-- Task brief --
Your answer should be a single number: the count of lines in the records below containing the word "Place".

-- Data extract --
**********

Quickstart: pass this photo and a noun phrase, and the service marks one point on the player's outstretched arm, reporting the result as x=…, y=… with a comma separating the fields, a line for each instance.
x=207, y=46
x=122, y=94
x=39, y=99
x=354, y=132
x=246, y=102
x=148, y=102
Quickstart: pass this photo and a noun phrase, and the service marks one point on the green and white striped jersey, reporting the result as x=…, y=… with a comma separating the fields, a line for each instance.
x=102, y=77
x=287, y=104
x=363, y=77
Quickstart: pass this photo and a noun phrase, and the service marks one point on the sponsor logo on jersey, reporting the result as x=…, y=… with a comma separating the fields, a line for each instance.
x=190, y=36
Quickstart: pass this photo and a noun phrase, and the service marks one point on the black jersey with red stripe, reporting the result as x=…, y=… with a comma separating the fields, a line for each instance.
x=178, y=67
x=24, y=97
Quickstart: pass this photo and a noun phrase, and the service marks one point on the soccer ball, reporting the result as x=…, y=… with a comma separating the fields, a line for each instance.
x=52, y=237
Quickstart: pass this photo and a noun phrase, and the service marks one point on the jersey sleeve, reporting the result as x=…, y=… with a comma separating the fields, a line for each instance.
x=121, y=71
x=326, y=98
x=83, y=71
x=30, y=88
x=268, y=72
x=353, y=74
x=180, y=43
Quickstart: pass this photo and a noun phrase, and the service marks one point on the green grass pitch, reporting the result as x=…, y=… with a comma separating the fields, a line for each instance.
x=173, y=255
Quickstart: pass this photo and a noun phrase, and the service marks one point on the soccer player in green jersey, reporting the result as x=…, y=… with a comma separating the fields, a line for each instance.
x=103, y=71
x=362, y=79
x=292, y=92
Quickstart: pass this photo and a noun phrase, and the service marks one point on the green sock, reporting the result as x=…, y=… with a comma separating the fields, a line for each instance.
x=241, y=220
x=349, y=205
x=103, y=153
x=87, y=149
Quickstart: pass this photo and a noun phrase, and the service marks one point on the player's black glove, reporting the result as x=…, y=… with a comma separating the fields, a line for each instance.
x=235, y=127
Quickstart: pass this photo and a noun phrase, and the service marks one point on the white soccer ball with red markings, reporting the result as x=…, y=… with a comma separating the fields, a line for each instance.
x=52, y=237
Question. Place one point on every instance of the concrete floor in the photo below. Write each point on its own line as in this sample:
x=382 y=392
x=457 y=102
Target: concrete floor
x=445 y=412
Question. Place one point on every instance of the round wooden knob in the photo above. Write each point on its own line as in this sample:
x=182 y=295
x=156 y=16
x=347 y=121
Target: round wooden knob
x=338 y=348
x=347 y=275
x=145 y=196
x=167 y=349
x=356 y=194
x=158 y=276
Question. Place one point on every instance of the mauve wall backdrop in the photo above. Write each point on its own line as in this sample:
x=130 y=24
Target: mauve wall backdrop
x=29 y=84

**********

-- Result --
3